**The problem:**
Echo the section of the cooking post below that opens with the words containing "Wuxi ribs these" and closes with "on the platter.", copying it character for character.

**Text shown:**
----

I shall leave you with the poetry of Henan-born Du Fu (712-770CE):

A poet should beware of prosperity,
Yet demons can haunt a wanderer.
Ask an unhappy ghost, throw poems to him
Where he drowned himself in the Milo River.

From ” To Li Bai at the Sky Send” by Du Fu, as translated by Witter Bynner in The Jade Mountain: A Chinese Anthology, New York: Alfred A. Knopf, 1929. Li Bai was also a poet of the Tang Dynasty, and a friend of Du. The drowned poet of the verse is Qu Yuan, who wrote centuries earlier during the Warring States Period.

This is my version of saag paneer (or palak paneer), an quick Indian side of greens with fresh cheese. The version one reconstitutes from powder in a pouch tends to be more pablum-like. When I make it at home I like mine chunky, with fried paneer and the tang of a tomato sauce. This specimen is a saute of onion, garlic, coriander, cumin, fenugreek (methi) seed, and spinach leaves to which chopped canned tomatoes have been added toward the end. Very simple, quick to do, and not at all hot, so a hit with small children. The onion and fenugreek make it seem quite sweet, actually.

Be warned that paneer is a vengeful dairy product. It hath wrath. Sweetly toasted cubes of cheese come at the price of hot oil spitting about the kitchen and the cook. For minimal spitting, buy a well-pressed block of paneer and fry the whole thing over medium heat on its two significant sides. The fried slab of paneer may be subsequently chopped, producing on each cube two nicely browned sides of six, all for minimal fuss and violence. Frying individual cubes of paneer is maddness: a volley of hot oil shrapnel will pepper your hairy forearms and set them on fire. And once that spreads to your eyebrows your evening is pretty much ruined.

Here is a stack of black sticky sweet-and-sour ribs, not terribly different from those in the buffet tray. Proper Shanghai ribs would be short and straight, but mine are long and curvaceous tonight. I lacked the foresight to have them them sawed at the butcher’s, and I am irrationally scared of my whop-ass Chinese cleaver.

Wuxi ribs these are not, because I was in a hurry, and Wuxi takes a while. Nor are they the much-copied deep-fried ribs of Eastern China: these are a quick stir fry in only a few tablespoons of oil. I disassembled my baby backs the easy way, between the bones, and shallow-fried them like any bit of meat in a wok. (BTW, any such meat is improved by sitting a few minutes in a little salt and a splash of booze, then blotted and tossed with a big pinch of cornstarch). The black-like-tar sauce is the classic for deep-fried ribs, a simple sauce of asian vinegars, soy sauce, and sugar thickened with cornstarch, cooked in the wok after the ribs had been taken away. Scallion scatter on the platter.

----

[Pointing data grounded in images]
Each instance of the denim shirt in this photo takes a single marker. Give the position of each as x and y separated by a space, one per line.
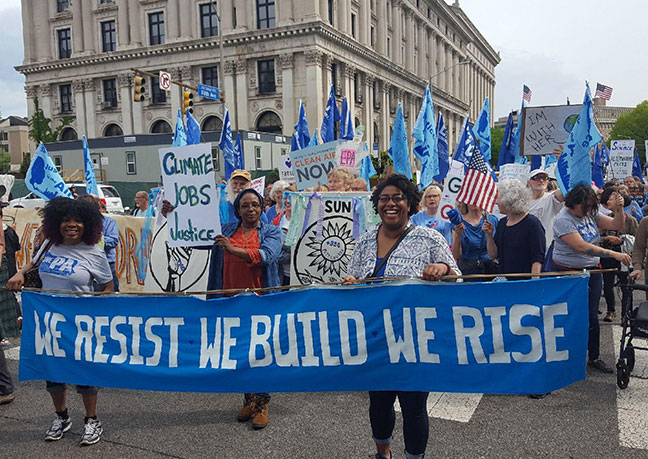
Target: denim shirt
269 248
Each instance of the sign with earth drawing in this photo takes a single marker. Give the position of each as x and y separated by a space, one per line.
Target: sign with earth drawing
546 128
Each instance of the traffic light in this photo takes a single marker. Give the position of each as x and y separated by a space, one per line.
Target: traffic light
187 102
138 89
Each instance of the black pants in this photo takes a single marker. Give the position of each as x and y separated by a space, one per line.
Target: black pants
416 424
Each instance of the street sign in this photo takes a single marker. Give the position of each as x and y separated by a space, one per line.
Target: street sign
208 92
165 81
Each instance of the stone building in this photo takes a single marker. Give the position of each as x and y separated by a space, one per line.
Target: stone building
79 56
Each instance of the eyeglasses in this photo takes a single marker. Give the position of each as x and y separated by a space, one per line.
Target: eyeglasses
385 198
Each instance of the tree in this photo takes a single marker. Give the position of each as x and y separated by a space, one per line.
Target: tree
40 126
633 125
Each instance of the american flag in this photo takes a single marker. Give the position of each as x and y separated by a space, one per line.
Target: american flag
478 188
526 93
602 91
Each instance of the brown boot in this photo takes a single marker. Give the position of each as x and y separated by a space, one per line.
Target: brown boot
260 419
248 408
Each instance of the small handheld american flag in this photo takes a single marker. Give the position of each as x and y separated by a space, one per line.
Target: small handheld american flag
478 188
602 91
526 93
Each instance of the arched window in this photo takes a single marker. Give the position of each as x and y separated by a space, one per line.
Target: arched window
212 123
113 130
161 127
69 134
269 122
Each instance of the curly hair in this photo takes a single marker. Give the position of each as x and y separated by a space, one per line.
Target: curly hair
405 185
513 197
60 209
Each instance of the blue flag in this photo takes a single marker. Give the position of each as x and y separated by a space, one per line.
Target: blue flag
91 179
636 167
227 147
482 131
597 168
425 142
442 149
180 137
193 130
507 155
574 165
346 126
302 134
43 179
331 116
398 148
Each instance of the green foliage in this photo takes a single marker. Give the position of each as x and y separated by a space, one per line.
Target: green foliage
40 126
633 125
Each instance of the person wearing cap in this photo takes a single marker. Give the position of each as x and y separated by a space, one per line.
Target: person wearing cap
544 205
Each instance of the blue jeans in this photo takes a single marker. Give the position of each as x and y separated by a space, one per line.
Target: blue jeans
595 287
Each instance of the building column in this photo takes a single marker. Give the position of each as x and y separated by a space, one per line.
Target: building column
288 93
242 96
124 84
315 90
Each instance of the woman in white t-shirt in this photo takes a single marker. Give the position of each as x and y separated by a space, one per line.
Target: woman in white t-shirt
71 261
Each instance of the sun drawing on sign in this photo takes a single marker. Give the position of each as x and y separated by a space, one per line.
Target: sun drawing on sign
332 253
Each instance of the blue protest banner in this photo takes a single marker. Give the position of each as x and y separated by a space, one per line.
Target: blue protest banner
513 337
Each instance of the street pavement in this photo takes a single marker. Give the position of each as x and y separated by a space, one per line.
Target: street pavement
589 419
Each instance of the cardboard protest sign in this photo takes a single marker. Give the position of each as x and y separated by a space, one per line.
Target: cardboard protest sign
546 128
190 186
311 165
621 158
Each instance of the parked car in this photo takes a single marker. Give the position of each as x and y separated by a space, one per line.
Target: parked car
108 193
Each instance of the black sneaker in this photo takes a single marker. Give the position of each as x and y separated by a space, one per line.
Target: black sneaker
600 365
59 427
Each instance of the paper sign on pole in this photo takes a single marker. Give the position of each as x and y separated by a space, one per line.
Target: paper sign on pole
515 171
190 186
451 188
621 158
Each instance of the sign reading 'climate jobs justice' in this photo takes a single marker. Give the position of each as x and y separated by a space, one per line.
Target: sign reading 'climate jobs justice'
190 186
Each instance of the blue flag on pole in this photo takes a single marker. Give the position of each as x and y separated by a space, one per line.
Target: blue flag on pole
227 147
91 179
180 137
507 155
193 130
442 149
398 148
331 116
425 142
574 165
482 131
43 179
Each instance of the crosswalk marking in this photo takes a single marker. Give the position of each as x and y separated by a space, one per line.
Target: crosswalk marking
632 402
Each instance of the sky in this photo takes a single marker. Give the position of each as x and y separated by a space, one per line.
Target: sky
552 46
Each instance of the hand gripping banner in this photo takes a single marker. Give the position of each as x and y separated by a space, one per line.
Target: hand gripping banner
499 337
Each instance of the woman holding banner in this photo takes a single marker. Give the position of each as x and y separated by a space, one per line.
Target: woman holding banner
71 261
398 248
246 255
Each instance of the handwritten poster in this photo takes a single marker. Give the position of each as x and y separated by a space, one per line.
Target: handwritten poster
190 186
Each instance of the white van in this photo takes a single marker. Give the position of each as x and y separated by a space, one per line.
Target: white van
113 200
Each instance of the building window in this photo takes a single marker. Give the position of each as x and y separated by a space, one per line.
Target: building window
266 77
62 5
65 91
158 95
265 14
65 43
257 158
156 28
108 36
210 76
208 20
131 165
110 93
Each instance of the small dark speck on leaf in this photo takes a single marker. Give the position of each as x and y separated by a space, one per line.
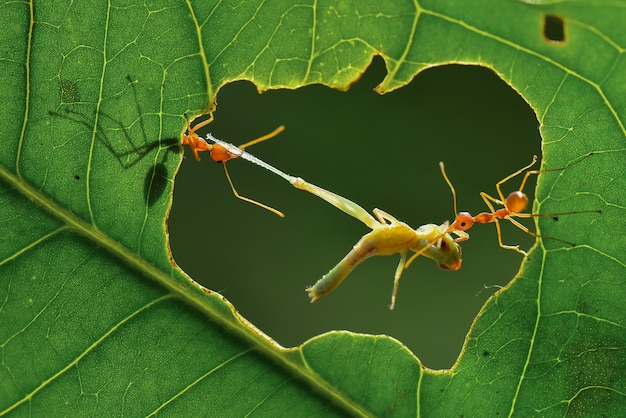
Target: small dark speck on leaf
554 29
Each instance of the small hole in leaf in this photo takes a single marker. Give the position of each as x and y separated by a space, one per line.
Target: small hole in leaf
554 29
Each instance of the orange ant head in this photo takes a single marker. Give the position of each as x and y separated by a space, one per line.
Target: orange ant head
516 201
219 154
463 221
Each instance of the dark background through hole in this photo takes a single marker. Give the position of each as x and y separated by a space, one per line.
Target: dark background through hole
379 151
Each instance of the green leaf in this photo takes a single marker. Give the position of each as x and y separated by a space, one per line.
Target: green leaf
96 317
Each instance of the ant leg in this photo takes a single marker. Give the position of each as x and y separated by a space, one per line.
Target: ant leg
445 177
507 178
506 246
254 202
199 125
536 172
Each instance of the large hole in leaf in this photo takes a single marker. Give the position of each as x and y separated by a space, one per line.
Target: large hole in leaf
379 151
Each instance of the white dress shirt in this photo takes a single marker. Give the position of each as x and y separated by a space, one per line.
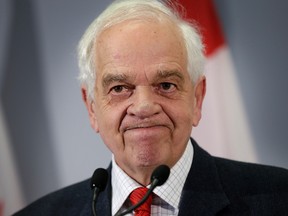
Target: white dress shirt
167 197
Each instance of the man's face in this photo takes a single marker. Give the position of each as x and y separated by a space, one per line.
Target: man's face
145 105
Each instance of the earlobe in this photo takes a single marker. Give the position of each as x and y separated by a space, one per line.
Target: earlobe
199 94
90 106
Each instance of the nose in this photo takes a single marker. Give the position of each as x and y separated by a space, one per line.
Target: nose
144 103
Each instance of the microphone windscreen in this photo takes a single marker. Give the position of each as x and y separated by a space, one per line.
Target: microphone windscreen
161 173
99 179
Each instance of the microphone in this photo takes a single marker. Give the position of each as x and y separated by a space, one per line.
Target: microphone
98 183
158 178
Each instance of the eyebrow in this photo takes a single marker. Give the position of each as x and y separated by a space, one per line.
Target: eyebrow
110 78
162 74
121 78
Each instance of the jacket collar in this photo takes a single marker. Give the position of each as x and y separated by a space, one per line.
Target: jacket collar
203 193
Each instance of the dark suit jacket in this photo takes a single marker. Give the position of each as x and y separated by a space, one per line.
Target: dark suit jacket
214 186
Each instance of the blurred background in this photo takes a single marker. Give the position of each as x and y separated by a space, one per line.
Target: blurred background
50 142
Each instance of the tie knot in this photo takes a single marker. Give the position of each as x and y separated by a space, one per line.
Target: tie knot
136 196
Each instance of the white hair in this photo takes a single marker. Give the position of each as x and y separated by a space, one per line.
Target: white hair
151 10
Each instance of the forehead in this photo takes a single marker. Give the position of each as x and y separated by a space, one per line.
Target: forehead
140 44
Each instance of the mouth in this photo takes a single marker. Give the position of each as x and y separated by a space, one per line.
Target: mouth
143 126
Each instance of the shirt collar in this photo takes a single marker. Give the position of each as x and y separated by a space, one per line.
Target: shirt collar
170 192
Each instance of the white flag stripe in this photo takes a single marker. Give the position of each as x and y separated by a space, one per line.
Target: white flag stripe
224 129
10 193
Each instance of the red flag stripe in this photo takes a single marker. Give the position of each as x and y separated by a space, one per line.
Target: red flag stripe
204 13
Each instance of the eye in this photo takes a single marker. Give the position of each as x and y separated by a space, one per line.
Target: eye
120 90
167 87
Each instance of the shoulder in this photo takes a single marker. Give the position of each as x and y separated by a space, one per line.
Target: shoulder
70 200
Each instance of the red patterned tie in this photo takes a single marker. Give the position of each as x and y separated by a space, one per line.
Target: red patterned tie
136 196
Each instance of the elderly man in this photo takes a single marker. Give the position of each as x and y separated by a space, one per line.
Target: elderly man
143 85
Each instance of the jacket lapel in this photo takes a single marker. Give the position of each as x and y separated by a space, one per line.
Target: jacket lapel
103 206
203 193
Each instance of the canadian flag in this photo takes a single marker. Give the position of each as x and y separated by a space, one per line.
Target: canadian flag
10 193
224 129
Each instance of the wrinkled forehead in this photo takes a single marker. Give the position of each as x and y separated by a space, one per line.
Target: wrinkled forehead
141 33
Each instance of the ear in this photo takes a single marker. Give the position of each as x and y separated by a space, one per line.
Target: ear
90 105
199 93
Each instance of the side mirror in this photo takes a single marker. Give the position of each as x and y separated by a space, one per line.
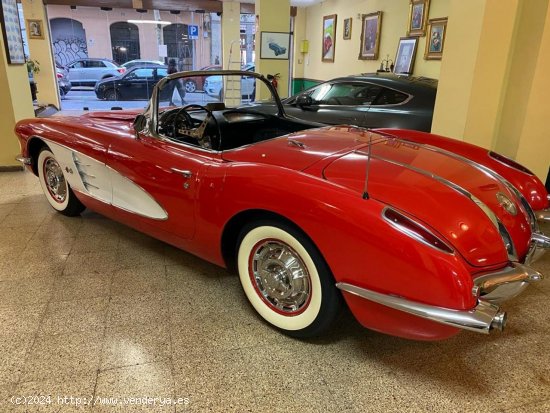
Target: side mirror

----

**Task solution:**
Wuxi ribs these are not, because I was in a hurry, and Wuxi takes a while. Nor are they the much-copied deep-fried ribs of Eastern China: these are a quick stir fry in only a few tablespoons of oil. I disassembled my baby backs the easy way, between the bones, and shallow-fried them like any bit of meat in a wok. (BTW, any such meat is improved by sitting a few minutes in a little salt and a splash of booze, then blotted and tossed with a big pinch of cornstarch). The black-like-tar sauce is the classic for deep-fried ribs, a simple sauce of asian vinegars, soy sauce, and sugar thickened with cornstarch, cooked in the wok after the ribs had been taken away. Scallion scatter on the platter.